[Data for the task — start]

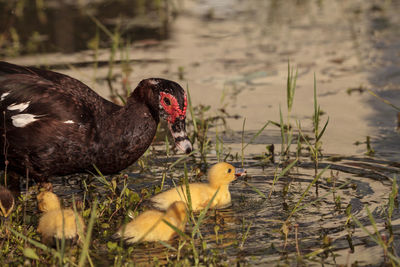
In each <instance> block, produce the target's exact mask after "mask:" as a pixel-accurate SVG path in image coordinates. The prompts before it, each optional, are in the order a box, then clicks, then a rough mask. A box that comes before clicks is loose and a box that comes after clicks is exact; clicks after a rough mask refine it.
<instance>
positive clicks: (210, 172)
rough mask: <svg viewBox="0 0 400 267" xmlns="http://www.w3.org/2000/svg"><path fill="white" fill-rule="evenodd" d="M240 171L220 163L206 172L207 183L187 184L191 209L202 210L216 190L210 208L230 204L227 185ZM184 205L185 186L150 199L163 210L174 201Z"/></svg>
mask: <svg viewBox="0 0 400 267" xmlns="http://www.w3.org/2000/svg"><path fill="white" fill-rule="evenodd" d="M243 172H244V171H243V170H242V169H237V170H235V167H233V166H232V165H231V164H228V163H226V162H220V163H217V164H215V165H214V166H213V167H212V168H211V169H210V170H209V172H208V183H192V184H189V190H190V196H191V202H192V209H193V211H198V210H202V209H204V208H205V207H206V206H207V204H208V203H209V202H210V200H211V198H212V197H213V196H214V194H215V192H216V191H217V190H218V188H219V191H218V193H217V195H216V196H215V198H214V201H213V202H212V203H211V205H210V208H224V207H227V206H229V205H230V204H231V193H230V192H229V183H230V182H232V181H233V180H235V179H236V176H239V175H242V174H243ZM179 200H180V201H184V202H185V203H186V200H187V197H186V186H179V187H176V188H172V189H170V190H168V191H165V192H163V193H160V194H158V195H155V196H154V197H152V198H151V201H152V202H153V205H154V206H155V207H156V208H158V209H161V210H165V209H166V208H167V207H168V206H169V205H171V203H173V202H174V201H179Z"/></svg>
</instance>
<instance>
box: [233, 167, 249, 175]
mask: <svg viewBox="0 0 400 267" xmlns="http://www.w3.org/2000/svg"><path fill="white" fill-rule="evenodd" d="M246 173H247V171H246V169H243V168H236V169H235V176H236V177H241V176H245V175H246Z"/></svg>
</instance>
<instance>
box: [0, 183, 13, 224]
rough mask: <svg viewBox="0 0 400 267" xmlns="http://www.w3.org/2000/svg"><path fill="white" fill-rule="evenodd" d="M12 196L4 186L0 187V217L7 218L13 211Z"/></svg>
mask: <svg viewBox="0 0 400 267" xmlns="http://www.w3.org/2000/svg"><path fill="white" fill-rule="evenodd" d="M14 204H15V201H14V196H13V194H12V193H11V192H10V190H8V189H7V188H5V187H4V186H0V216H1V217H4V218H7V217H8V216H9V215H10V214H11V212H12V210H13V209H14Z"/></svg>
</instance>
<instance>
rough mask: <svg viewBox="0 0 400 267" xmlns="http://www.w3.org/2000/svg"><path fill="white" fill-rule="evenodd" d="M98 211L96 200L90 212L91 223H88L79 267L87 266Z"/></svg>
mask: <svg viewBox="0 0 400 267" xmlns="http://www.w3.org/2000/svg"><path fill="white" fill-rule="evenodd" d="M96 213H97V200H95V201H94V203H93V207H92V212H91V214H90V219H89V223H88V230H87V232H86V236H85V238H84V242H83V247H82V252H81V255H80V257H79V262H78V266H79V267H82V266H85V263H86V258H87V257H88V256H89V246H90V240H91V237H92V231H93V225H94V221H95V219H96V216H97V214H96Z"/></svg>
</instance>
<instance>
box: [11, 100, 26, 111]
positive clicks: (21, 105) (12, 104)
mask: <svg viewBox="0 0 400 267" xmlns="http://www.w3.org/2000/svg"><path fill="white" fill-rule="evenodd" d="M29 103H31V101H28V102H25V103H20V104H17V103H14V104H11V105H9V106H8V107H7V109H8V110H18V111H19V112H22V111H24V110H25V109H26V108H27V107H29Z"/></svg>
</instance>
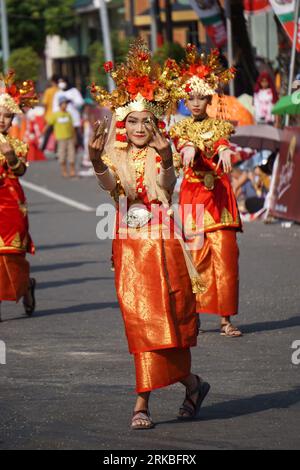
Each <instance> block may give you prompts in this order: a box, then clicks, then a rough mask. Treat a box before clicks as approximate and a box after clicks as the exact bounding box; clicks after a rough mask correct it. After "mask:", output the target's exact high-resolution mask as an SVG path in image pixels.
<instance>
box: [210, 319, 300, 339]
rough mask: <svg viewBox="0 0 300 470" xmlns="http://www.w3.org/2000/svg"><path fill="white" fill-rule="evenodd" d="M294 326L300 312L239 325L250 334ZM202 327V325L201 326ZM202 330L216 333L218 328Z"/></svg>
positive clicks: (291, 327)
mask: <svg viewBox="0 0 300 470" xmlns="http://www.w3.org/2000/svg"><path fill="white" fill-rule="evenodd" d="M294 326H300V314H298V315H297V316H295V317H290V318H287V319H286V320H278V321H265V322H257V323H250V324H248V325H239V328H240V329H241V331H242V333H244V334H245V335H246V334H250V333H258V332H261V331H273V330H284V329H285V328H293V327H294ZM201 328H202V327H201ZM203 330H204V331H203V332H204V334H205V333H217V332H218V331H219V330H218V329H217V328H214V329H212V328H211V329H209V330H207V329H205V326H204V328H203Z"/></svg>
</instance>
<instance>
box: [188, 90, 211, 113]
mask: <svg viewBox="0 0 300 470" xmlns="http://www.w3.org/2000/svg"><path fill="white" fill-rule="evenodd" d="M210 102H211V96H201V95H198V94H197V93H193V94H192V93H191V94H190V95H189V98H188V99H187V101H186V106H187V108H188V109H189V110H190V111H191V113H192V115H193V116H194V117H195V118H201V117H204V116H205V115H206V108H207V105H208V104H210Z"/></svg>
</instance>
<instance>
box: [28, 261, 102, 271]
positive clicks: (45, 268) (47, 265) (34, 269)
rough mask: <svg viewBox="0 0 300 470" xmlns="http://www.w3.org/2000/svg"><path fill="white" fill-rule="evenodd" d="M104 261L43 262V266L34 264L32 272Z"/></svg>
mask: <svg viewBox="0 0 300 470" xmlns="http://www.w3.org/2000/svg"><path fill="white" fill-rule="evenodd" d="M98 263H104V261H101V260H99V261H98V260H97V261H76V262H73V263H56V264H43V265H41V266H32V267H31V268H30V272H31V273H37V272H43V271H54V270H56V269H70V268H79V267H81V266H84V265H86V264H98Z"/></svg>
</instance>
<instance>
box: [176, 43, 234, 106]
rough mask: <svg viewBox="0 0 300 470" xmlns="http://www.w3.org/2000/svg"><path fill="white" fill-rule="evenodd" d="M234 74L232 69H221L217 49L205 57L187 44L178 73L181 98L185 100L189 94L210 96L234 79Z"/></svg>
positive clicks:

[Data for the task — finish]

Exercise directions -
Print exactly, and only, the lines running from the one that contains "box: [28, 261, 102, 271]" to the last line of the records above.

Solution to this exercise -
box: [28, 261, 102, 271]
positive clicks: (45, 268) (47, 265) (34, 269)
rough mask: <svg viewBox="0 0 300 470" xmlns="http://www.w3.org/2000/svg"><path fill="white" fill-rule="evenodd" d="M104 261L43 262V266L34 264L32 272Z"/></svg>
mask: <svg viewBox="0 0 300 470" xmlns="http://www.w3.org/2000/svg"><path fill="white" fill-rule="evenodd" d="M98 263H104V261H101V260H99V261H98V260H97V261H76V262H73V263H56V264H43V265H41V266H32V267H31V268H30V272H31V273H37V272H43V271H54V270H56V269H70V268H79V267H81V266H84V265H86V264H98Z"/></svg>
</instance>
<instance>
box: [176, 43, 234, 106]
rough mask: <svg viewBox="0 0 300 470" xmlns="http://www.w3.org/2000/svg"><path fill="white" fill-rule="evenodd" d="M234 74L232 69H221L217 49L205 57L187 44L178 73L181 98L185 100L189 94L210 96L234 79Z"/></svg>
positive clicks:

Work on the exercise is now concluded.